━━━━━ Passage extrait ━━━━━

Les auteurs sont bien informés sur les groupes de travail qui ont réfléchi aux questions financières pour le candidat Hollande, et ils ont la drôle d’idée de juger les travaux de l’un d’eux « minutieux ». C’est au contraire la légèreté intellectuelle et la précipitation qui ont marqué nombre de ces travaux – certains se faisant fort, croyant bien interpréter les souhaits du candidat, de « dégrouper » la Finance en 100 jours ou presque ! Et de toute façon, les politiques lecteurs de ces notes aussi ambitieuses que superficielles n’avaient pas la culture économique pour prendre la mesure de la tâche – ils ne voient littéralement pas le problème1.
L’Europe comme solution
Ces questions sont trop complexes pour les contextes de compétition électorale. Ce n’est ni le bon rythme, ni le bon angle. Un pouvoir responsable aurait fait en sorte de libérer la question bancaire des affrontements droite-gauche, et surtout aurait veillé à coordonner la réforme française et les travaux d’excellente qualité des institutions communautaires et des bons think tanks tel Breugel. Car au fond ce que recherchait le lobby bancaire français, comme son homologue allemand d’ailleurs au même moment, c’était de préempter les projets communautaires. On en vient à penser que Michel Barnier, le commissaire européen responsable du sujet, est plus prêt à réformer la Finance que François Hollande.
ll faut du temps et des débats, non cadenassés cette fois, pour évaluer les solutions envisageables, et les trois journalistes ont probablement tort de faire de la séparation des activités utiles et des activités spéculatives (par filialisation sous holding commun ou de façon plus stricte) l’alpha et l’oméga des nouvelles régulations bancaires. D’autres voies sont encore à explorer, et notamment le contrôle de l’effet de levier, au niveau des institutions financières comme des fonds d’investissement. Certains soulignent la résilience dans la crise du système bancaire canadien. D’autres soulignent l’intérêt d’un système bancaire régionalisé et recentré sur le financement de l’économie réelle, ce qu’est sous un certain angle le système allemand.

━━━━━ Lignes fournies ━━━━━

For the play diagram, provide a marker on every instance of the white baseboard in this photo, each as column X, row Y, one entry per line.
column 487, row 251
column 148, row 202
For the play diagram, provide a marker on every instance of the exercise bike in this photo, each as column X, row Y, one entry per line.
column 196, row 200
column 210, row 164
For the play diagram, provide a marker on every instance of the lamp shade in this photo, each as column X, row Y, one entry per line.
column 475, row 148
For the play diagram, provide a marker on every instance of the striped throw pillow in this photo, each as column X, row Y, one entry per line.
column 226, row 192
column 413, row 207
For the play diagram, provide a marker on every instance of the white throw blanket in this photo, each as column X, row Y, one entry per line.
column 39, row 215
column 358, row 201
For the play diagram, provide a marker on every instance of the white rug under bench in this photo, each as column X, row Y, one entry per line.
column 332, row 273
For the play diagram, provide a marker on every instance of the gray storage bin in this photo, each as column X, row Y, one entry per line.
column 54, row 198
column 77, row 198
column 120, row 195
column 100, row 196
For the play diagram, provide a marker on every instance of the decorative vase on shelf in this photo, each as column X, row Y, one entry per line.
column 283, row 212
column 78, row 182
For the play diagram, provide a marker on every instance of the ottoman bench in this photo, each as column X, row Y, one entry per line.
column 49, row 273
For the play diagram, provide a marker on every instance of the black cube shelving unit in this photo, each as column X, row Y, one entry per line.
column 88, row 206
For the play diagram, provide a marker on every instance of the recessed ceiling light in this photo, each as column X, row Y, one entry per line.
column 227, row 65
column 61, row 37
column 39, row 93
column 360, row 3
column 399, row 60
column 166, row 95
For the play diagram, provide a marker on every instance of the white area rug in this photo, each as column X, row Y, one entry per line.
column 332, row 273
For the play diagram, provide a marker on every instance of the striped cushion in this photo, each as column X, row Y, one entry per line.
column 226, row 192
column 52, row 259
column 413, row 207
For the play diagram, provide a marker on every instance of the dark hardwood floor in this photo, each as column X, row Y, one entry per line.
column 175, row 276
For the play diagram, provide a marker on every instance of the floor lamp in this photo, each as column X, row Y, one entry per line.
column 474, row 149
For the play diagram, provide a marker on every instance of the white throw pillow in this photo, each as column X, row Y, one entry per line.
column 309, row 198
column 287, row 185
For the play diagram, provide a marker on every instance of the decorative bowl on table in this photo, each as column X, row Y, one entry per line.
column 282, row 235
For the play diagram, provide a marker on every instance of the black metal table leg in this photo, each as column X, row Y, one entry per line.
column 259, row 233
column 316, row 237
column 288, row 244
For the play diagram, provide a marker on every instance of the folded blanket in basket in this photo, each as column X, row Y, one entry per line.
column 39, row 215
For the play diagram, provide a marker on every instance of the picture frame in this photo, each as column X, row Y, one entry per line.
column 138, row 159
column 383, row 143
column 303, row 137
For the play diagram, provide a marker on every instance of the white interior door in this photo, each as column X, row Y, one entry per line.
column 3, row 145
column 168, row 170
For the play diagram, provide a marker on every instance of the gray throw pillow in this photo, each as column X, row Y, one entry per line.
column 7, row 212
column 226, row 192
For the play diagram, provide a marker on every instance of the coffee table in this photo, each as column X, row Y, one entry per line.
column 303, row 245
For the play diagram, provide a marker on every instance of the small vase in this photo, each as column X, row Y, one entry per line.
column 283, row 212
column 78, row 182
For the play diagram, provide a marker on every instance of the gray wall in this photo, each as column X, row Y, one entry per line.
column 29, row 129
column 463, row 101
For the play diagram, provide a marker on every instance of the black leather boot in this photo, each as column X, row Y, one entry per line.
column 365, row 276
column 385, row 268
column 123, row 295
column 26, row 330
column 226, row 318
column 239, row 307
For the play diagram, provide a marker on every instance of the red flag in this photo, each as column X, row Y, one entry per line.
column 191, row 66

━━━━━

Prolongez le passage sur la réforme bancaire en reprenant juste après sa dernière phrase.

La faute du pouvoir socialiste, ce n’est pas de n’avoir pas effectivement séparé les activités de banque classique utiles et celles de banque d’investissement qui sont de la pure spéculation, comme le croit l’ouvrage – chantier effectivement compliqué. C’est d’avoir livré la question au lobby bancaire de façon inopportune et intempestive. Pour une fois, il n’y avait aucune raison de se presser.
Le débat est-il clos ? Un règlement communautaire pourrait interdire aux plus grandes banques européennes de pratiquer des activités de marchés risquées. Il est également envisagé de séparer la banque de dépôt d’autres activités de négociation, bien au-delà du dispositif adopté en France en juillet 2013. Est-ce l’Europe qui fera cesser ces palinodies typiquement françaises ? Les lobbies ont peut-être pavoisé trop tôt.
Stéphan Alamowitch
Mon amie c’est la Finance, Adrien de Tricornot, Mathias Thépot, Franck Dedieu, introduction de Gaël Giraud, Bayard, 2014
PS : on profitera de cette chronique pour dire avec retard tout le bien qu’il faut penser de l’ouvrage de Nicolas Cori, paru en mars 2013, sur le scandale Dexia, Dexia une banque toxique (La découverte). Incompétence, légèreté et aveuglement, dans des conditions qui valent bien ce que l’on appris sur Lehman Brothers ou AIG.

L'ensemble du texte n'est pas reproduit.